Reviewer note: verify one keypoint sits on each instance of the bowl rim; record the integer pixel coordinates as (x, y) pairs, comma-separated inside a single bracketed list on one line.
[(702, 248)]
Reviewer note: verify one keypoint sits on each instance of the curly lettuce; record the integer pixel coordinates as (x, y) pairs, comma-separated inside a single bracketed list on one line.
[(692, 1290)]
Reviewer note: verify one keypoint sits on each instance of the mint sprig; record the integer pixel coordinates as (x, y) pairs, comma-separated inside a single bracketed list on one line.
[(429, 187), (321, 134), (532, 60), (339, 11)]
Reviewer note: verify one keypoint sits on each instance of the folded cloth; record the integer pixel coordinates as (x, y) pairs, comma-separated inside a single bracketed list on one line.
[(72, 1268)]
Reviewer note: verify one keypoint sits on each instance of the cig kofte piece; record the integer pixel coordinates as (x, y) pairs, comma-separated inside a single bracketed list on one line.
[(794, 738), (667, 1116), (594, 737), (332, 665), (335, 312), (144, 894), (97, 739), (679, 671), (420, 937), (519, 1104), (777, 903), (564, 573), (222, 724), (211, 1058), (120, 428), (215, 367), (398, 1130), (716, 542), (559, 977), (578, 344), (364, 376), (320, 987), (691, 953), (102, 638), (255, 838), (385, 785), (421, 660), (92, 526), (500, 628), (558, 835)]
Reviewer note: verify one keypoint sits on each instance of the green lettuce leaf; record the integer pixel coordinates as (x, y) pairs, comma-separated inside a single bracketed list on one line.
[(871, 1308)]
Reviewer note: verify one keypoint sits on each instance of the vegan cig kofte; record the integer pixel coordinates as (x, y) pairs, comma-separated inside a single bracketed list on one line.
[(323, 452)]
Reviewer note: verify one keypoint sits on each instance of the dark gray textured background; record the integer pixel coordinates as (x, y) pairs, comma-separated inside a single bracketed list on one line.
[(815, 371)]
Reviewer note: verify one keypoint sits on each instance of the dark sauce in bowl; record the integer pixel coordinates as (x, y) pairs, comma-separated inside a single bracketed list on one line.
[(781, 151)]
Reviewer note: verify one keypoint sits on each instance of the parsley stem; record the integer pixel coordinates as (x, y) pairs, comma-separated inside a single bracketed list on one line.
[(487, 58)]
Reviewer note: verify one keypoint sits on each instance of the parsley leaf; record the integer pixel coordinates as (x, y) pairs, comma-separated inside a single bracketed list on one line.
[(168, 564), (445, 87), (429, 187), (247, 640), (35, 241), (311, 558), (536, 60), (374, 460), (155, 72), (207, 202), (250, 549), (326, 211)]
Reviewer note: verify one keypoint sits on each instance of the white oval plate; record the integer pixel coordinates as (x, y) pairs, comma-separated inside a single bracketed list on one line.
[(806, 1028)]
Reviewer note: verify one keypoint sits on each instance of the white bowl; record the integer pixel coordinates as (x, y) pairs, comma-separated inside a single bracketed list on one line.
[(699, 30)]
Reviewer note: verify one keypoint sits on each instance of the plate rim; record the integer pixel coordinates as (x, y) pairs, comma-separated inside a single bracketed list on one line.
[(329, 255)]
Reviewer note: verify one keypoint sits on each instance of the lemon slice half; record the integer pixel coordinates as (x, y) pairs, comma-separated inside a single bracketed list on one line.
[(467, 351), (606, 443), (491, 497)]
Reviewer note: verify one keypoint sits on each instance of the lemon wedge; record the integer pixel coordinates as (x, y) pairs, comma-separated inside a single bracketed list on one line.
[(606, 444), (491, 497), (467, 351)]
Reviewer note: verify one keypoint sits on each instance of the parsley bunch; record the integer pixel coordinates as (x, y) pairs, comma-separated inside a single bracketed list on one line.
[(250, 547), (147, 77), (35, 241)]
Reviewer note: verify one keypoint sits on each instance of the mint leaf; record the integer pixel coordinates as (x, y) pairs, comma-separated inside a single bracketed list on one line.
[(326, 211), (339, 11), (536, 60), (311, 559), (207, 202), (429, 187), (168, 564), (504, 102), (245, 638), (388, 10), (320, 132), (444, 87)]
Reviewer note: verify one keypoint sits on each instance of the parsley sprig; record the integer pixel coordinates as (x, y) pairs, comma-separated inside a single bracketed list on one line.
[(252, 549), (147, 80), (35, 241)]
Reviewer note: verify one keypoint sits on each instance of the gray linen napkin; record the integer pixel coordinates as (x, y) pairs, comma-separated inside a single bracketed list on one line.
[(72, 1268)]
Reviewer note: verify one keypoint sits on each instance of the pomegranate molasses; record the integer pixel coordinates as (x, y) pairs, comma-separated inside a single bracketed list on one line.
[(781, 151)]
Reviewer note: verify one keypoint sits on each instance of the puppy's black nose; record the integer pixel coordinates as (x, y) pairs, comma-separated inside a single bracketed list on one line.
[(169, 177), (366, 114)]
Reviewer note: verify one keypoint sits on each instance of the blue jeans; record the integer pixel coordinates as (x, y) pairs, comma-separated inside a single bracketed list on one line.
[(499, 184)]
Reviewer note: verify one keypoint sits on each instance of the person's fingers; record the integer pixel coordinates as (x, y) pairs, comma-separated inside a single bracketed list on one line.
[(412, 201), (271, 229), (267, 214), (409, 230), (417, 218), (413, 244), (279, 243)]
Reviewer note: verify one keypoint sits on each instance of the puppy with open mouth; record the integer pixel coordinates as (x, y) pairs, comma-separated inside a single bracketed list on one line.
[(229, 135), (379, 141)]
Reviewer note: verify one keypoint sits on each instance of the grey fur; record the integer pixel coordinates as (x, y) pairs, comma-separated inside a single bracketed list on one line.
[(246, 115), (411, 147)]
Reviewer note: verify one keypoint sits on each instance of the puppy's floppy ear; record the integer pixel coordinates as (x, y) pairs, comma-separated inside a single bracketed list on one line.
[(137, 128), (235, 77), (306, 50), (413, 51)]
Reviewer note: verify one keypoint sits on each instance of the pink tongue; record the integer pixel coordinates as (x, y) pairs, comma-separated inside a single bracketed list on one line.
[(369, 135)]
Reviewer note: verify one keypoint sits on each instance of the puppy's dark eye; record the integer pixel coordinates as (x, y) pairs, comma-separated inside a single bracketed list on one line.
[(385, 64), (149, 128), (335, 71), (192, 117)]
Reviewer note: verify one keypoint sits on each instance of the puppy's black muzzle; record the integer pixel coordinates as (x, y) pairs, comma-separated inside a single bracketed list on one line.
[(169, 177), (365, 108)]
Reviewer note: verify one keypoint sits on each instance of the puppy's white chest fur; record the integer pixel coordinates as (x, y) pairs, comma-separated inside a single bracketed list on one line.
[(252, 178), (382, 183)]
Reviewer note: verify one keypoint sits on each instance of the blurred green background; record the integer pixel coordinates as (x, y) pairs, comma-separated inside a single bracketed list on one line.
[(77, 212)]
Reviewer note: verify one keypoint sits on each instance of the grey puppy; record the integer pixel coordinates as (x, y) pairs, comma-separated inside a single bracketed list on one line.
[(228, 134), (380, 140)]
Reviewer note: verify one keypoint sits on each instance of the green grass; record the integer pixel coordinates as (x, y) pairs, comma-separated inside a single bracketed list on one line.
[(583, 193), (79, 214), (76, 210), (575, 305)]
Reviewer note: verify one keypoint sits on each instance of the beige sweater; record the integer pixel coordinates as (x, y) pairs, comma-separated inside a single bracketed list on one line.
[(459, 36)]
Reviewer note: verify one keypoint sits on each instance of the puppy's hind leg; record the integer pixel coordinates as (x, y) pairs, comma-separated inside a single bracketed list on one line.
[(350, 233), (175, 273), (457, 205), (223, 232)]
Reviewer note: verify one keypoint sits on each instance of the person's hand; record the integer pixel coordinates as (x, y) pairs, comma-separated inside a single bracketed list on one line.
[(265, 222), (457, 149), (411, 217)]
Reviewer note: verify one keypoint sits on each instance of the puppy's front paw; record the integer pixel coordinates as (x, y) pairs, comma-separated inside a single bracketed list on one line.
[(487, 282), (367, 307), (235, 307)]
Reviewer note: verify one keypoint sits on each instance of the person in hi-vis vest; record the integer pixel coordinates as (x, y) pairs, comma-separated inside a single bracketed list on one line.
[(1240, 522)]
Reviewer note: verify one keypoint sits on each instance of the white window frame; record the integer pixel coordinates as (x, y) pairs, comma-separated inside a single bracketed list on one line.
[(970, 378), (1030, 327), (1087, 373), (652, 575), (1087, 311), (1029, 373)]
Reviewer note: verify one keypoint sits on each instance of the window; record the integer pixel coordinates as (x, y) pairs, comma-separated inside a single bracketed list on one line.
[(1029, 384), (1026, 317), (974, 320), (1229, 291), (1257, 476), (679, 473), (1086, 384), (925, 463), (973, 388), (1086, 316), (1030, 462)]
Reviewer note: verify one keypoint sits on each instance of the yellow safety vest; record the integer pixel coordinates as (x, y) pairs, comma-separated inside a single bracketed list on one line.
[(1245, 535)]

★ ★ ★ ★

Add 74 to every x and y pixel coordinate in the answers, and write those lines out again with the requests kept in place. Begin at the line that has "the person's fingers;" and stop after the line that has "[(228, 134), (380, 140)]".

Reviewer note: verify one keypoint sits on each instance of the person's fingers; record the integer pixel coordinates as (x, y) pairs, comma-separated inside a single bracketed list on one line.
[(486, 275), (345, 303), (341, 288), (483, 304), (491, 292), (487, 318), (353, 317)]
Reviewer note: verify one keypoint sits on each instance of the puppy with open mouth; record the integer pixel coordinates as (x, y) pairs, comma-separated inside a single bracketed list on one line.
[(303, 209), (453, 215)]
Reviewer note: verify one keypoint sits on each instance of the grey fur; record the integer pixel coordinates as (x, y) pairs, comma-separated inside a single bracketed list on one line.
[(320, 189), (485, 221)]
Reviewer note: verify one keypoint sits on each instance of the puppy's floppy ear; record the integer pixel coordinates as (x, y) pairs, comma-separated inside a single bracketed list on one line.
[(211, 202), (309, 151), (380, 124), (487, 125)]
Reviewer note: verify one keypoint sits on each instance of the pink tongue; record the integer pixel coordinates as (x, y) pairs, comma-separated inside a single bracketed list on one line.
[(443, 209)]
Reviewer note: verify one keypoint sits on each instance of the puppy's dark eye; record the integer pixel coordinates as (x, y) pairs, comma-separated inside a single bracketed list on one line.
[(459, 138), (223, 202), (409, 145), (266, 191)]
Reviewer note: verify one keypoint sits on each instance of the puppy's black muzzle; record the integer pixel coordinates as (x, y) pairs, comma-separated inside a single bracketed list on one line.
[(243, 251), (439, 182)]
Reviewer note: verify one keypoint sits on each instance of the puppy's white chest fur; record the integer pixel coordinates as (x, y) pairs, comma-separated inside a single bracketed list on one line.
[(326, 252), (456, 257)]
Reviewer note: verify one keypoint sits on each instance of the blurred green background; record the integer pixel coordinates as (x, y) pairs, comma-separated inside a single bracketed list on one line.
[(151, 286)]
Reviewer note: verify one keypoint sits on each instance of the grey puppy; record the integer pixel coordinates as (x, y) pairs, comma-separated inside a single bracketed list on one line.
[(302, 208), (454, 214)]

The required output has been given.